» Data to use:
- - - - - - -

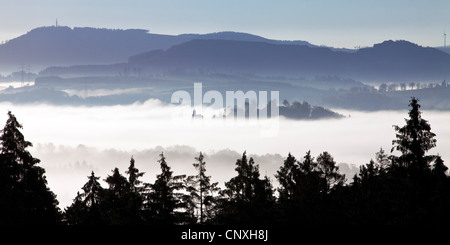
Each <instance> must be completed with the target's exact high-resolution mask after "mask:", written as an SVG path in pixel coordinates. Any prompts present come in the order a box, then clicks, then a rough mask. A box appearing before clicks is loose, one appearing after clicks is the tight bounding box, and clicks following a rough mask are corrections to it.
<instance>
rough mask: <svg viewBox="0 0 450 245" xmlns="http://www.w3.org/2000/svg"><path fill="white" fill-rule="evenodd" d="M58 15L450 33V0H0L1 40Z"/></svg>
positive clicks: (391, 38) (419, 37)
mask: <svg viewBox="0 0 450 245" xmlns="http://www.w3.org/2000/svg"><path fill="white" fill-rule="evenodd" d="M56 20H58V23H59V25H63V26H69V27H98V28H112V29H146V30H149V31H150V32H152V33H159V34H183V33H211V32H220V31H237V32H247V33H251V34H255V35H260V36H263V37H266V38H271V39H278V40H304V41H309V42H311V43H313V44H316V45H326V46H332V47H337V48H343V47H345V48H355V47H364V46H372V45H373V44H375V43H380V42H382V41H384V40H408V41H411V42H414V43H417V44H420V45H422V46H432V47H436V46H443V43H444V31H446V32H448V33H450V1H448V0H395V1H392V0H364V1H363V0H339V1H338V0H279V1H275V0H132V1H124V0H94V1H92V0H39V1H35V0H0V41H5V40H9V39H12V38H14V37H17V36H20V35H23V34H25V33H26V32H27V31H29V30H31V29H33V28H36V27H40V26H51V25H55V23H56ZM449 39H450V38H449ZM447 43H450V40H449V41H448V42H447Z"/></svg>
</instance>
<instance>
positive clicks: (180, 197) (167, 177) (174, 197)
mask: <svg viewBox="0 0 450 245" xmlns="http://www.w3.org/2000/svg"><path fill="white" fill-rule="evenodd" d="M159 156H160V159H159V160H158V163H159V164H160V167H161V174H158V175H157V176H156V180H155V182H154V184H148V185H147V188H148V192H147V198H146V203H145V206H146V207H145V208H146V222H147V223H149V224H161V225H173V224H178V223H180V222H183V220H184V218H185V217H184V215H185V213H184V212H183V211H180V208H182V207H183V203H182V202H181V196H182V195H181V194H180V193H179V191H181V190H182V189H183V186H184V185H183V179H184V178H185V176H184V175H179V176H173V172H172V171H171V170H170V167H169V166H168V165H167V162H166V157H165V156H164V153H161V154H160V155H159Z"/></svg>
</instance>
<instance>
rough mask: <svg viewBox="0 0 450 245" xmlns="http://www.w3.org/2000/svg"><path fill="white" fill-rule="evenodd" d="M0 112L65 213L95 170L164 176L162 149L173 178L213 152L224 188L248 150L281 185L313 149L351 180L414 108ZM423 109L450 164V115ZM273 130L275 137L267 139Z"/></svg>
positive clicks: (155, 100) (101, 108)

- - - - - - -

» Task:
Copy the records word for word, leaving no picture in the copy.

» Exercise response:
Each <instance> must be completed with the target's exact high-resolution mask after "mask:", written as an SVG path in pixel coordinates. Any prompts present come in the order a box, then clicks, then a rough mask. A box appearing before clicks is loose, one appearing after clicks is the tight bounding box, and clicks following a rough mask are corrections to it.
<instance>
rough mask: <svg viewBox="0 0 450 245" xmlns="http://www.w3.org/2000/svg"><path fill="white" fill-rule="evenodd" d="M58 15L450 33V0H0L1 40Z"/></svg>
positive clicks: (391, 38) (419, 37)
mask: <svg viewBox="0 0 450 245" xmlns="http://www.w3.org/2000/svg"><path fill="white" fill-rule="evenodd" d="M56 20H58V23H59V25H63V26H69V27H98V28H112V29H146V30H149V31H150V32H152V33H159V34H183V33H211V32H220V31H237V32H247V33H251V34H255V35H260V36H263V37H266V38H271V39H278V40H304V41H309V42H311V43H313V44H316V45H326V46H332V47H337V48H343V47H345V48H355V47H364V46H372V45H373V44H375V43H380V42H382V41H384V40H408V41H411V42H414V43H417V44H420V45H422V46H432V47H436V46H443V43H444V31H446V32H448V33H450V1H448V0H395V1H392V0H364V1H363V0H339V1H338V0H279V1H275V0H132V1H124V0H94V1H92V0H39V1H35V0H0V41H5V40H9V39H12V38H14V37H17V36H20V35H23V34H25V33H26V32H27V31H29V30H31V29H33V28H36V27H40V26H51V25H55V23H56ZM449 39H450V38H449ZM447 43H450V40H449V41H448V42H447Z"/></svg>
</instance>
<instance>
positive clicks: (180, 197) (167, 177) (174, 197)
mask: <svg viewBox="0 0 450 245" xmlns="http://www.w3.org/2000/svg"><path fill="white" fill-rule="evenodd" d="M159 156H160V159H159V160H158V163H159V164H160V167H161V174H158V175H157V176H156V180H155V182H154V184H148V185H147V188H148V192H147V198H146V203H145V206H146V207H145V208H146V222H147V223H149V224H161V225H173V224H178V223H180V222H183V220H184V218H185V217H184V215H185V213H184V212H183V211H180V208H182V207H183V203H182V202H181V196H182V195H181V194H180V193H179V191H181V190H182V189H183V186H184V185H183V179H184V178H185V176H184V175H179V176H173V172H172V171H171V170H170V167H169V166H168V165H167V162H166V157H165V156H164V153H161V154H160V155H159Z"/></svg>
</instance>
<instance>
rough mask: <svg viewBox="0 0 450 245" xmlns="http://www.w3.org/2000/svg"><path fill="white" fill-rule="evenodd" d="M0 112L65 213L95 170L164 176L162 149L173 178L213 152L224 188L248 150L281 185L313 149L351 180L414 108ZM423 109L450 164V115ZM273 130L275 137L267 139Z"/></svg>
positive clicks: (155, 100) (101, 108)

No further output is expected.